* **The problem**: Print the passage on the Saint-Paul Port in full, with every word, line and mark of punctuation unchanged.

THE SAINT-PAUL PORT
Water-colour by Boggs (G. Cain Collection)

The Rue des Barres descends to the Seine, near the old Town Hall Quay, where the big, flat boats laden with apples, stones, or sand take their moorings. Into it opens one of the exits of the charming Church of Saint-Gervais, whose fine painted windows, masterpieces of Pinaigrier and Jean Cousin, were almost totally destroyed twenty years ago by an explosion of dynamite. Against the church walls, in the laicised ruins of an ancient chapel, a sweet manufacturer has installed his alembics and copper pans; and it is a curious sight to see the lighted fires of this strange kitchen beneath these antique Gothic arches, between these blackened pillars still bearing traces of the candles that once burned in front of the holy images, on a ground formerly used for burying and even now concealing bones. The out-offices of the old church still remain, wonderfully picturesque, and open into the Rue François-Miron, No. 2, on the left of the entrance portal of the church, between a laundress's establishment and a furniture-remover's premises!

* **Extracted data**:
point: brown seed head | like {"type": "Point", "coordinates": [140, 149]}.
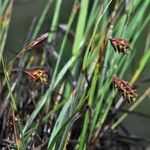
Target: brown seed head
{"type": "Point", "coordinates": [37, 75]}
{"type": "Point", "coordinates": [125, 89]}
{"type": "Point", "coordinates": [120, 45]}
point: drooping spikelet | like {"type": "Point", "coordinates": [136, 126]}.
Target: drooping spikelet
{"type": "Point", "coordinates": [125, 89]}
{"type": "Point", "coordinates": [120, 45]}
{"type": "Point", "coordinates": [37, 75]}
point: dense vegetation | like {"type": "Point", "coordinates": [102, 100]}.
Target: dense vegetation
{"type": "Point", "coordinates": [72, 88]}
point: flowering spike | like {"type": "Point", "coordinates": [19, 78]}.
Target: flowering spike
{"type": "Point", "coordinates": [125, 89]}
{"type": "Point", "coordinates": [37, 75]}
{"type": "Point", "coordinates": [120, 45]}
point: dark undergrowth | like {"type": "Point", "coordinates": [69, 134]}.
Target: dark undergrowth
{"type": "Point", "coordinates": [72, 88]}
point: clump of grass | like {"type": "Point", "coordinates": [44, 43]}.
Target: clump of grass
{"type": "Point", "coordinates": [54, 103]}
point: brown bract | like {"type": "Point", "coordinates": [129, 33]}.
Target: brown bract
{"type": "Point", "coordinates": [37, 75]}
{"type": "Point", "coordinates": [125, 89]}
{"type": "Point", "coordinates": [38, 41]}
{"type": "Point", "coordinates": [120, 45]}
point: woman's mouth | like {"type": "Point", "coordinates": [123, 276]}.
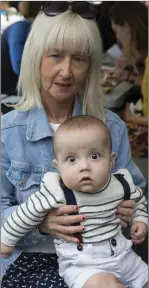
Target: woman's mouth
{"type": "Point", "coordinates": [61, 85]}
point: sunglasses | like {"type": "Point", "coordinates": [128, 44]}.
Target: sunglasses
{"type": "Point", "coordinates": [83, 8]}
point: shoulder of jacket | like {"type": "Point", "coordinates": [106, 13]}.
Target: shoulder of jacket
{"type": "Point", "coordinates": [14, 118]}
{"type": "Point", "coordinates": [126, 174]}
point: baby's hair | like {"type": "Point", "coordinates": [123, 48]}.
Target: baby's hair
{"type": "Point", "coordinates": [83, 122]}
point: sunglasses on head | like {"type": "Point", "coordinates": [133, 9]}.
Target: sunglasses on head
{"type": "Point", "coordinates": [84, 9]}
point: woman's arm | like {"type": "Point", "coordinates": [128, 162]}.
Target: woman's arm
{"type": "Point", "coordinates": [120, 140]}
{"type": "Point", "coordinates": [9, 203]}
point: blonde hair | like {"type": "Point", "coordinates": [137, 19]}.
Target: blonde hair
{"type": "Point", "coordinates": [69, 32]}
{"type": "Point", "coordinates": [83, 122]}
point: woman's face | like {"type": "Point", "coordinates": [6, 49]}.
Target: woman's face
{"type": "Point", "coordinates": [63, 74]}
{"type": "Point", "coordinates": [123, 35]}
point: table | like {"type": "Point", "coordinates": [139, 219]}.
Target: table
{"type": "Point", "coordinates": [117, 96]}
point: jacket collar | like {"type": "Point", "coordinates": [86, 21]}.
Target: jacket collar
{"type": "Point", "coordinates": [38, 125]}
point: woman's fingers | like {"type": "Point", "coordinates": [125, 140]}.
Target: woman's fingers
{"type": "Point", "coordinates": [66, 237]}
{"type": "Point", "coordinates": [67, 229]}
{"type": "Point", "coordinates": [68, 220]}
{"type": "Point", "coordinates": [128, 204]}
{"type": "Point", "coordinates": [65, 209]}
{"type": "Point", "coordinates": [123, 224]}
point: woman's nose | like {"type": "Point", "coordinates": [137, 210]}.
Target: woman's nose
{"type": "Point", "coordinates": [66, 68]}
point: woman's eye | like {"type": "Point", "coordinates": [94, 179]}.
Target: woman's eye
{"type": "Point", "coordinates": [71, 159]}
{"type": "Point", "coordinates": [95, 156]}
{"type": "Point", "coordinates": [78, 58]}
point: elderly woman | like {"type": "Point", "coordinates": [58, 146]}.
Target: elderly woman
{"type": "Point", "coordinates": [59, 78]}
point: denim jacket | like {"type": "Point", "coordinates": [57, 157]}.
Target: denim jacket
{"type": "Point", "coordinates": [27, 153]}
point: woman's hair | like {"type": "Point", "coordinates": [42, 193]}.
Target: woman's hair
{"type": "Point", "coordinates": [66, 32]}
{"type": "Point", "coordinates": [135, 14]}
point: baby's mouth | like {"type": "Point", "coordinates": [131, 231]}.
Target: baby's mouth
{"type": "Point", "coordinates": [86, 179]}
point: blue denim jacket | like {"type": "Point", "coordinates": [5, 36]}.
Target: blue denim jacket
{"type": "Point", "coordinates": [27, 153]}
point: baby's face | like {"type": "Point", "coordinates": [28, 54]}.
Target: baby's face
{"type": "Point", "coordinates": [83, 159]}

* * *

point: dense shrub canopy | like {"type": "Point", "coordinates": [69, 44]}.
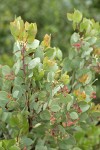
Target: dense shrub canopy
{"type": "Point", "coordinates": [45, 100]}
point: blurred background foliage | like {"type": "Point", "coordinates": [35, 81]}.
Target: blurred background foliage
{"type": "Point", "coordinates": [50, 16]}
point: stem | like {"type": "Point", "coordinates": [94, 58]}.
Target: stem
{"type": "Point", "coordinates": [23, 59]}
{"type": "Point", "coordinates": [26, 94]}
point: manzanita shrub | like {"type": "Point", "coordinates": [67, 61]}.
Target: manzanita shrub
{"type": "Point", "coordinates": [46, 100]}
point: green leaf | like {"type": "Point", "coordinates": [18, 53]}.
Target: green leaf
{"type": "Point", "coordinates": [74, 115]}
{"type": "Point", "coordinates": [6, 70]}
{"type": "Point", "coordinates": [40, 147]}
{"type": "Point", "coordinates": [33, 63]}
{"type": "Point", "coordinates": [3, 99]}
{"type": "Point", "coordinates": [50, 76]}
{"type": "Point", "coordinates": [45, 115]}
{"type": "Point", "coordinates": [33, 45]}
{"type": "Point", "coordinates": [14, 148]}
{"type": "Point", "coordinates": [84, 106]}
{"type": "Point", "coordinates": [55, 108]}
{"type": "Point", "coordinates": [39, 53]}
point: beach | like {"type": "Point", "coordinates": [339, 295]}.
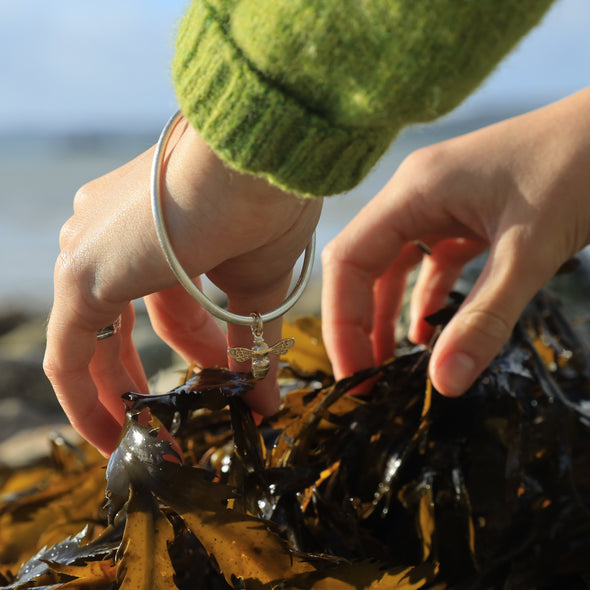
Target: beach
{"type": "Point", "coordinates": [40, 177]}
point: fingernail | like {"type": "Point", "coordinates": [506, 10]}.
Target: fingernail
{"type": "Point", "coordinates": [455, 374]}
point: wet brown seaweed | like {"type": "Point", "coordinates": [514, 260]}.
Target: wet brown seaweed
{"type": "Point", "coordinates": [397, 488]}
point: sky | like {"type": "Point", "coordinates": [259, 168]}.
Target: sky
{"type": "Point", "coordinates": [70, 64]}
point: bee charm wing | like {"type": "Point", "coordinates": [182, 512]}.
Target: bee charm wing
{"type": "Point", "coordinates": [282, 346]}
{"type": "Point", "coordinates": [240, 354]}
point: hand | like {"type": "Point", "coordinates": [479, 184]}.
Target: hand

---

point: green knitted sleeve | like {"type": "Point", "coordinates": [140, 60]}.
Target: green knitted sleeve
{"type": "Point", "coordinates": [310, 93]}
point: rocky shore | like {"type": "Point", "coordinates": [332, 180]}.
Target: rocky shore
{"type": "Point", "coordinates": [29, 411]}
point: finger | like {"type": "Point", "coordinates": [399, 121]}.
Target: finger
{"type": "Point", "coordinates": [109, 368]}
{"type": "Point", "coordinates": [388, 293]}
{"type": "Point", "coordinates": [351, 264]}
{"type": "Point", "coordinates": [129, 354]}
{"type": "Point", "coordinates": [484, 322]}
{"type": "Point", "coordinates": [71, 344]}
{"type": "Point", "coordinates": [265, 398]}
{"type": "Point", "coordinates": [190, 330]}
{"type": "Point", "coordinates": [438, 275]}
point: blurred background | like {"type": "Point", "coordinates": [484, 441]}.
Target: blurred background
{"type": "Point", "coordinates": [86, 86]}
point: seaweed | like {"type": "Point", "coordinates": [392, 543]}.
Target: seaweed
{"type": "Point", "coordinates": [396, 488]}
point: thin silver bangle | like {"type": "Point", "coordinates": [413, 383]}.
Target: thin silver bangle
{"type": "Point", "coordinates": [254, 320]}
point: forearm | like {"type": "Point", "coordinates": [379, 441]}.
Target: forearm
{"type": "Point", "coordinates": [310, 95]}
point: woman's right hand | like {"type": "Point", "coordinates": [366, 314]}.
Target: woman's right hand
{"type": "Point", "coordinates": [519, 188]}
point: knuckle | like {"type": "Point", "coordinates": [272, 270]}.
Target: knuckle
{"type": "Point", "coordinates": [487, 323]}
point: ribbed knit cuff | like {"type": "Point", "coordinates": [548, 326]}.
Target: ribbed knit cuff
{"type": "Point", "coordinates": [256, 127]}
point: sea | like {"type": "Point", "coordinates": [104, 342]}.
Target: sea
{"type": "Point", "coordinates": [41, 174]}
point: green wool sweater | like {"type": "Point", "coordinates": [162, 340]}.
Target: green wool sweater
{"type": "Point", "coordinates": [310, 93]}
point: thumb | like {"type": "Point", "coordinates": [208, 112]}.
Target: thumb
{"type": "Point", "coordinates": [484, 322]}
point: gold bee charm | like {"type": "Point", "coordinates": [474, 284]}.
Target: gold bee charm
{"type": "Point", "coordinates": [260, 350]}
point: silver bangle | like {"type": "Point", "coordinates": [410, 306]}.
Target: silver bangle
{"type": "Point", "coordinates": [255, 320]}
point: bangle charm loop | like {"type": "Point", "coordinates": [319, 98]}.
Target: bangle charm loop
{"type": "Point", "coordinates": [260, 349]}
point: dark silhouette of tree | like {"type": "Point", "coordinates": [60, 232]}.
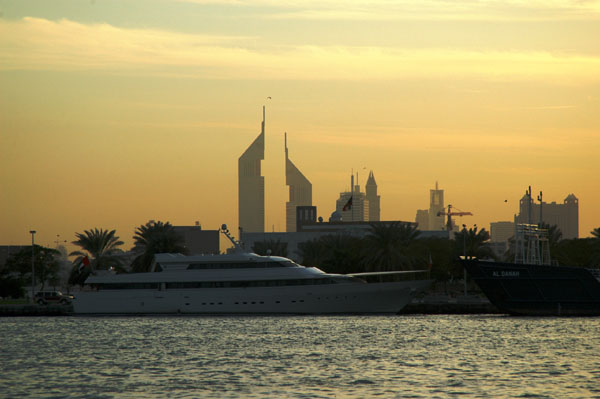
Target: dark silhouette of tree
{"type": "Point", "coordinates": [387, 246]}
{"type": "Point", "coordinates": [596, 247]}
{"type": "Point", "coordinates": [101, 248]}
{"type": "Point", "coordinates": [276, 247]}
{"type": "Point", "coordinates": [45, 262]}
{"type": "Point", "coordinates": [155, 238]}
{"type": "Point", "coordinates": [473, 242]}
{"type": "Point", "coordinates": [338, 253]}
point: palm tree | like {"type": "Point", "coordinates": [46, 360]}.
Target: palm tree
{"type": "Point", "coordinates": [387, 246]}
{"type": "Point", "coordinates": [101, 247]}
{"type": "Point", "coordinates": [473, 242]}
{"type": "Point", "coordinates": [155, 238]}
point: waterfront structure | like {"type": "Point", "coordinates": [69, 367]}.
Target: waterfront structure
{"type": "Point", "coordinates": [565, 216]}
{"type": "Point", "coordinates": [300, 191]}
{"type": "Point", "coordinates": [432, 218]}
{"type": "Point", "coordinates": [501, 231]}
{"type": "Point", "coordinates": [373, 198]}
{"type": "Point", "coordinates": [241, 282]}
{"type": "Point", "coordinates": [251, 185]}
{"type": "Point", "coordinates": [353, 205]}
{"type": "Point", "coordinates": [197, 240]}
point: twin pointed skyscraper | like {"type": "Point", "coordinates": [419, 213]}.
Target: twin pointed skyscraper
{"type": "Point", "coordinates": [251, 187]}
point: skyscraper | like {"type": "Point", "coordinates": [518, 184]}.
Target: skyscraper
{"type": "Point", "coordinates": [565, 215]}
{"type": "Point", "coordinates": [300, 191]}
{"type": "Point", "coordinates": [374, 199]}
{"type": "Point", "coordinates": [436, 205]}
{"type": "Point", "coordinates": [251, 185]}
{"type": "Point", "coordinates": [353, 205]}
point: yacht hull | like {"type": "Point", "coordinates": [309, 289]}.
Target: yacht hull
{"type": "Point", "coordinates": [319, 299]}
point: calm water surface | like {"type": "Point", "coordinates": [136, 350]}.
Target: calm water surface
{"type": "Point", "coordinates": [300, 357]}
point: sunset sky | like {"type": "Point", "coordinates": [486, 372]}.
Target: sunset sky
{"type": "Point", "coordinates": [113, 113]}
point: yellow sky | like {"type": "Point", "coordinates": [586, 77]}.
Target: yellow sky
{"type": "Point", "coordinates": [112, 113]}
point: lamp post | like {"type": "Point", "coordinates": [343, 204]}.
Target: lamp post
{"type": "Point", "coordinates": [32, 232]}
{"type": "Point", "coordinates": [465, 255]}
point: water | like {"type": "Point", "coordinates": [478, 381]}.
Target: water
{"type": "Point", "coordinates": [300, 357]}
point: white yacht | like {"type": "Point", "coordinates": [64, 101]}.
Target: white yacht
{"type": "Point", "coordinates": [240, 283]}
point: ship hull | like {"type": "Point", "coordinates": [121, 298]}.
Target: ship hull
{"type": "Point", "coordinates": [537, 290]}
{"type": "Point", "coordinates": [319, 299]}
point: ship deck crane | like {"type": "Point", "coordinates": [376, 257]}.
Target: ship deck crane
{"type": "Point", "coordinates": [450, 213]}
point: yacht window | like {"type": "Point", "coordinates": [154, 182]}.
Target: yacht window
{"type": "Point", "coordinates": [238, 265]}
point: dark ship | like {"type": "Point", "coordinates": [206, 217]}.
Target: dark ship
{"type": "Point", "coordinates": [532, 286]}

* **Task answer**:
THE SAINT-PAUL PORT
Water-colour by Boggs (G. Cain Collection)

The Rue des Barres descends to the Seine, near the old Town Hall Quay, where the big, flat boats laden with apples, stones, or sand take their moorings. Into it opens one of the exits of the charming Church of Saint-Gervais, whose fine painted windows, masterpieces of Pinaigrier and Jean Cousin, were almost totally destroyed twenty years ago by an explosion of dynamite. Against the church walls, in the laicised ruins of an ancient chapel, a sweet manufacturer has installed his alembics and copper pans; and it is a curious sight to see the lighted fires of this strange kitchen beneath these antique Gothic arches, between these blackened pillars still bearing traces of the candles that once burned in front of the holy images, on a ground formerly used for burying and even now concealing bones. The out-offices of the old church still remain, wonderfully picturesque, and open into the Rue François-Miron, No. 2, on the left of the entrance portal of the church, between a laundress's establishment and a furniture-remover's premises!